[START Source records]

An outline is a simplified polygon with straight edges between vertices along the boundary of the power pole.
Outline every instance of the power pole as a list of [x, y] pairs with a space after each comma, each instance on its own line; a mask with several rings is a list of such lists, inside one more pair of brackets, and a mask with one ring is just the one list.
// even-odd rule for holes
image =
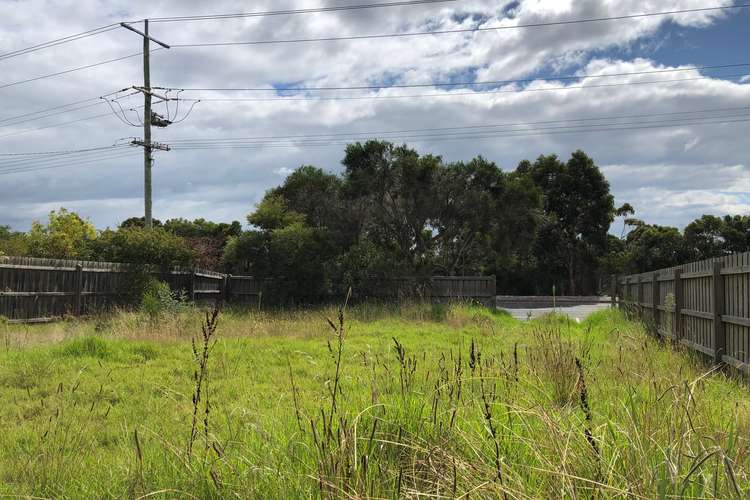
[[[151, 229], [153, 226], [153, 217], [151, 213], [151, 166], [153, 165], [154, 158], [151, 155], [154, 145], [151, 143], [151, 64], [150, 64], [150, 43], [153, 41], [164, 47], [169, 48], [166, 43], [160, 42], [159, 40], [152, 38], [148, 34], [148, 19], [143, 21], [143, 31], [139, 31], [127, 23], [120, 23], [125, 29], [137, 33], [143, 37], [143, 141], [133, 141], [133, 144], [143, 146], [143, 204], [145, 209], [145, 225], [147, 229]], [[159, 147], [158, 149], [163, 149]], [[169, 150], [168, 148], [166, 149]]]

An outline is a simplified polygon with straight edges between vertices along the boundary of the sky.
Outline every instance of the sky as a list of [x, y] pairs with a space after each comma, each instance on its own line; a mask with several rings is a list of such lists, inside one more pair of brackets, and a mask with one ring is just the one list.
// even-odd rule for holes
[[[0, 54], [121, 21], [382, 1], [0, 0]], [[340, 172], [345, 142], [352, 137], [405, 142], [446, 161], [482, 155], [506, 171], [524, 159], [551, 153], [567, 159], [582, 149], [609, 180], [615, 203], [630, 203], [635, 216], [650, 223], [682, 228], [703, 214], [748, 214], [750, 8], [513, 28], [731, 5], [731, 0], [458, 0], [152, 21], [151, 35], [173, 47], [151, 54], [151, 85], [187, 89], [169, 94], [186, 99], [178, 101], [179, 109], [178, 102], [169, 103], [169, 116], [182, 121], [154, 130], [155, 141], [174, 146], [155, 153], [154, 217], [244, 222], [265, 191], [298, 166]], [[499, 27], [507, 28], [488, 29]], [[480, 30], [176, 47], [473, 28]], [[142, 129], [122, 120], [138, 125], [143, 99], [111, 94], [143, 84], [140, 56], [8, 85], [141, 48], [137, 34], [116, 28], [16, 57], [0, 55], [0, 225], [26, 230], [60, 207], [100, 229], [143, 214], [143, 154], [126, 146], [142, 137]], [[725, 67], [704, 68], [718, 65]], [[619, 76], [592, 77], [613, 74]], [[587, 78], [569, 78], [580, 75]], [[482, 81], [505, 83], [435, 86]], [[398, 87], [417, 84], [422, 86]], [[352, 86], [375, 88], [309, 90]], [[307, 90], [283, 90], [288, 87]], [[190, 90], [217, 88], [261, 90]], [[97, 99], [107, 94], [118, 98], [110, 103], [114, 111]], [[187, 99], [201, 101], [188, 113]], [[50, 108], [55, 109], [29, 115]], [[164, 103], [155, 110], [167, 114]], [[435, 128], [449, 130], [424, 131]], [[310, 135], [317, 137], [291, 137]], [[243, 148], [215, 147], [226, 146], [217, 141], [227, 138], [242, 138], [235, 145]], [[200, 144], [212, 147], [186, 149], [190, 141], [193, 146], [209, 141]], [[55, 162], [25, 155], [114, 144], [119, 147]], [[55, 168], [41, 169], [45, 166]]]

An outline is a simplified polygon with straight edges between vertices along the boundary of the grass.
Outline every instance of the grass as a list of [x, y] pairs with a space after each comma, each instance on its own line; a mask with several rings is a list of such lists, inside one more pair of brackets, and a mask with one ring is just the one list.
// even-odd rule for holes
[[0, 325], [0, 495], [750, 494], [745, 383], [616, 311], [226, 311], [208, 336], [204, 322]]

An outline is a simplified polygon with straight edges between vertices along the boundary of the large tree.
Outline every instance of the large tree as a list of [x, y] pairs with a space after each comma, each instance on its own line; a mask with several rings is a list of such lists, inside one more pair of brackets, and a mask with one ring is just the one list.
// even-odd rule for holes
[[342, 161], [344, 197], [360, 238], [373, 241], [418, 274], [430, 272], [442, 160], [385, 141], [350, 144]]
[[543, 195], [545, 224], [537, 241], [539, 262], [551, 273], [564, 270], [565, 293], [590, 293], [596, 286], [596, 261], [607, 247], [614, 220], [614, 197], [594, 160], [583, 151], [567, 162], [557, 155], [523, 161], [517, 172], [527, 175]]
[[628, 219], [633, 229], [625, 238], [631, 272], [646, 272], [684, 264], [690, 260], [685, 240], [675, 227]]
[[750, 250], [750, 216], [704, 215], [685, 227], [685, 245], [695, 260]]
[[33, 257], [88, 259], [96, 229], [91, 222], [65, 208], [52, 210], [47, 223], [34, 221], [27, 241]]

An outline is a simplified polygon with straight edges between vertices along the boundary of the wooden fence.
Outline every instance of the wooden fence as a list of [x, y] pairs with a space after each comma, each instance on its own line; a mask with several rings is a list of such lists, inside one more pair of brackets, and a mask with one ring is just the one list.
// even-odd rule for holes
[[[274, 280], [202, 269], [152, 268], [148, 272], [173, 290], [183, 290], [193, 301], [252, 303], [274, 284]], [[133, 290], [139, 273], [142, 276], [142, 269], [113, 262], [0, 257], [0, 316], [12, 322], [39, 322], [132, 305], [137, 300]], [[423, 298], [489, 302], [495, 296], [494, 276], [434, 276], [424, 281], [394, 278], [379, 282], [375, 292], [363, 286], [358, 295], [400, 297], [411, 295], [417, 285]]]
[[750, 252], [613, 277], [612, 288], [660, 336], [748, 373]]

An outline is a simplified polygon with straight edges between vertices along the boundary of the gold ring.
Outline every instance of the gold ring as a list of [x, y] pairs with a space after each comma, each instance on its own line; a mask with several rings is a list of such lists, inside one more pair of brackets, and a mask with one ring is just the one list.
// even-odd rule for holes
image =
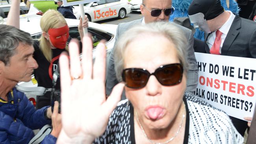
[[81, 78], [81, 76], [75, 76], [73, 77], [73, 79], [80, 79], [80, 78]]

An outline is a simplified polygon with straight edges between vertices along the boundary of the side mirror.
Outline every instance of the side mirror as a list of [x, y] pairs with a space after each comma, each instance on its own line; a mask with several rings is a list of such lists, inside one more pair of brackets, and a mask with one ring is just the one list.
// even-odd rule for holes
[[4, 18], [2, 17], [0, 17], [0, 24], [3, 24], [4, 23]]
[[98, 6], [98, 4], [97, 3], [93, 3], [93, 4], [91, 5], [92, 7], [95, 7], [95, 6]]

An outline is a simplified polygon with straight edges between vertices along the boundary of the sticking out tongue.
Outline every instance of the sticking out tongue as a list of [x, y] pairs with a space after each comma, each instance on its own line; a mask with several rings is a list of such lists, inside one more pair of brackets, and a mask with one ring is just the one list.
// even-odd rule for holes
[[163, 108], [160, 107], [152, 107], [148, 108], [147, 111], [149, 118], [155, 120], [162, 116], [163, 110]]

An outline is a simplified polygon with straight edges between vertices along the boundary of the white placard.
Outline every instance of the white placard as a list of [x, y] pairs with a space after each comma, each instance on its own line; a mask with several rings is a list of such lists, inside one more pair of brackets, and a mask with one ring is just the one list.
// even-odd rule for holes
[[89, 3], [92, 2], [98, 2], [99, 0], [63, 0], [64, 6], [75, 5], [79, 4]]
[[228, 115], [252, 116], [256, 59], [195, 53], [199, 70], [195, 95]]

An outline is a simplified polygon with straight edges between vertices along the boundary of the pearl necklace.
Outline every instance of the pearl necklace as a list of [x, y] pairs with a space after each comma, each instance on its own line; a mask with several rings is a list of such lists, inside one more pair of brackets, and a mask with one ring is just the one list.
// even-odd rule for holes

[END Source records]

Requirement - Please write out the lines above, from the very first one through the line holding "148], [166, 149]]]", inclusive, and leave the pictures out.

Result of this exercise -
An outline is a simplified polygon with straight edges between vertices along the boundary of the power pole.
Outline every instance of the power pole as a list of [x, y] pairs with a space after each comma, each instance on its own line; a mask with several rings is a list of such lists, inside one more pair of brackets, and a mask with one ring is just the one list.
// even-odd rule for holes
image =
[[[151, 229], [153, 226], [153, 217], [151, 213], [151, 166], [153, 165], [154, 158], [151, 155], [154, 145], [151, 143], [151, 64], [150, 64], [150, 43], [153, 41], [164, 47], [169, 48], [166, 43], [160, 42], [159, 40], [152, 38], [148, 34], [148, 19], [143, 21], [143, 31], [139, 31], [127, 23], [120, 23], [125, 29], [137, 33], [143, 37], [143, 141], [133, 141], [133, 144], [143, 146], [143, 204], [145, 209], [145, 225], [147, 229]], [[159, 147], [158, 149], [163, 149]], [[169, 150], [168, 148], [166, 149]]]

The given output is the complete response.